Opdracht>
Herschrijf de volledige lijst hieronder en vervang daarin overal "integer pixel coordinates" door "whole-number pixel coordinates". Laat verder alles ongewijzigd.

Regels uit een dataset voor het labelen van kaders
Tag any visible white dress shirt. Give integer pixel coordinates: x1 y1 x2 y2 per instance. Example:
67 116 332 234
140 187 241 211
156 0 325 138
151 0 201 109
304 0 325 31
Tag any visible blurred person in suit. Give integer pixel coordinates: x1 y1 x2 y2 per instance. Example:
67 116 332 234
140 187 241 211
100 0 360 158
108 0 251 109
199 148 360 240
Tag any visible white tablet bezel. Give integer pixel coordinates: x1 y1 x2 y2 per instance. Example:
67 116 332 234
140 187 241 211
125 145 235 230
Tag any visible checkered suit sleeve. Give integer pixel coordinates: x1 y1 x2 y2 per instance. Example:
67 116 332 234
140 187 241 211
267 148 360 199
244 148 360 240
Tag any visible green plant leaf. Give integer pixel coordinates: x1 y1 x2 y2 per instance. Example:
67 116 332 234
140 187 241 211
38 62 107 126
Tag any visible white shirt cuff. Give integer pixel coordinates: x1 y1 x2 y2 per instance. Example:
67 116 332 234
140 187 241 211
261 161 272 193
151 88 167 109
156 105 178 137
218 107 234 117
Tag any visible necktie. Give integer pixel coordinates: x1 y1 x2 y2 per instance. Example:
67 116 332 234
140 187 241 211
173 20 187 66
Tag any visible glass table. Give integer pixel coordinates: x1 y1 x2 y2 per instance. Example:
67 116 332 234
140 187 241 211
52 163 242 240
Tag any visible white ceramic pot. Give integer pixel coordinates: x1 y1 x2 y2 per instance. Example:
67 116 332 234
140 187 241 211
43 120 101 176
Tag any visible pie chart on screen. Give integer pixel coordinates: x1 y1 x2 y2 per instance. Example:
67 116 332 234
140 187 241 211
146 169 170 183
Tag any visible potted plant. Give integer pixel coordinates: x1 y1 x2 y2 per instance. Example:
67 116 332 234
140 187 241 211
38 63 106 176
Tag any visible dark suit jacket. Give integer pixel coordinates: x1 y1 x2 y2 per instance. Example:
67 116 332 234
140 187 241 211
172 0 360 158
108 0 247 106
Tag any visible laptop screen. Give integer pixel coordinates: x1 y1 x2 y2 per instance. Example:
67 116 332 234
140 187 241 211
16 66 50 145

Antwoord hieronder>
Tag any visible white dress shirt. Give whole-number pixel coordinates: x1 y1 x2 y2 per instance. Example:
67 116 332 234
140 187 241 211
156 0 325 138
151 0 201 109
304 0 325 31
Tag any visible blurred person in suit. Give whole-number pixel coordinates: x1 y1 x2 y2 per instance. Example:
67 116 332 234
140 187 241 211
100 0 360 158
108 0 251 109
199 148 360 240
Tag any visible white tablet bezel. Give whole-number pixel coordinates: x1 y1 x2 y2 per instance. Example:
67 116 332 234
140 187 241 211
125 145 235 230
Tag any visible checkered suit sleeve. Give whole-number pixel coordinates: x1 y1 x2 y2 per instance. Example:
67 116 332 234
140 187 241 211
267 148 360 199
244 148 360 240
Tag any visible green plant leaf. Give whole-number pixel coordinates: x1 y1 x2 y2 per instance. Example:
67 116 332 234
140 187 241 211
38 62 107 126
Tag any visible white shirt cuff. Give whole-number pixel coordinates: x1 y1 x2 y2 per instance. Example:
67 116 332 234
140 187 241 211
261 161 272 193
151 88 167 109
156 105 178 137
218 107 234 117
Tag any visible necktie. Give whole-number pixel coordinates: x1 y1 x2 y2 per instance. Example:
67 116 332 234
140 187 241 211
173 20 187 66
Tag any visible glass table. Give whole-number pixel coordinates: x1 y1 x2 y2 per instance. Example:
67 116 332 234
140 187 241 211
52 163 242 240
Tag any visible white ceramic pot. Give whole-number pixel coordinates: x1 y1 x2 y2 per instance. Example:
67 116 332 234
140 187 241 211
43 120 101 176
Tag any visible pie chart on screen. Give whole-number pixel coordinates: x1 y1 x2 y2 per instance. Example:
67 116 332 234
140 187 241 211
146 169 170 183
Tag any visible potted plant. Give whole-number pixel coordinates: x1 y1 x2 y2 per instance. Example:
67 116 332 234
140 187 241 211
38 63 106 176
Tag any visible dark suit jacket. Give whole-number pixel coordinates: x1 y1 x2 y2 per instance. Example:
67 116 332 234
140 187 241 211
172 0 360 158
108 0 247 106
Tag any visible laptop screen. Give whole-number pixel coordinates: x1 y1 x2 y2 per instance. Example:
67 116 332 234
140 187 241 211
16 66 50 145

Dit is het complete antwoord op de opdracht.